● **TASK STATEMENT**
Continue the news excerpt about the Facebook posts and involuntary commitment from the point where it stops.

But, someone took issue with his mental health. Our legal expert says committing someone isn't done carelessly or without evidence.

"Nobody gets involuntarily committed because they posted something scary on Facebook," said NBC12 legal analyst Steve Benjamin. "The law doesn't permit that to happen. There has got to be additional information. There's got to be information that convinces a judge that this person has a mental illness and that this mental illness makes it substantially likely in the near future this person would pose a threat to himself or others."

Of concern, were some posts on his Facebook page, like one on August 13 saying "Sharpen up my axe; I'm here to sever heads."

His legal team says that August 13 post isn't what it seemed.

"All he was doing was expressing himself in a Facebook game," said Whitehead. "Quoting some lyrics from a rock group called 'Swollen Members' They were joking around. His brother and his sister and that's it and that's why he's in this situation."

● **GIVEN DATA**
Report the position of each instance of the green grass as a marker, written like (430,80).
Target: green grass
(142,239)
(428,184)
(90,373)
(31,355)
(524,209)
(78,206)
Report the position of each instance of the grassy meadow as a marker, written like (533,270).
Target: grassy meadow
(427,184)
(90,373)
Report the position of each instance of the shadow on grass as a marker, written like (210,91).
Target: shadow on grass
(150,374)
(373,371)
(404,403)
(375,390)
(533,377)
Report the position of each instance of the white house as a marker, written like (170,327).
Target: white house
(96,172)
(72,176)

● **OUTPUT**
We looked up the lyrics and the wording is similar to the post. But, as our legal analyst points out, the bigger picture will come out in court.

"What we're seeing here is the system working exactly as it should," said Benjamin. "Should he not fill the criteria...then he should not be committed and his attorneys will demonstrate that. But if he is dangerous because of a mental illness, then he and the rest of us need to be protected and that's what the law is doing right now."

The hearing is Thursday at 11:30 a.m., to determine whether Raub can be moved back to a closer facility. Our legal analyst tells us Raub does have a right to a trial to contest his commitment.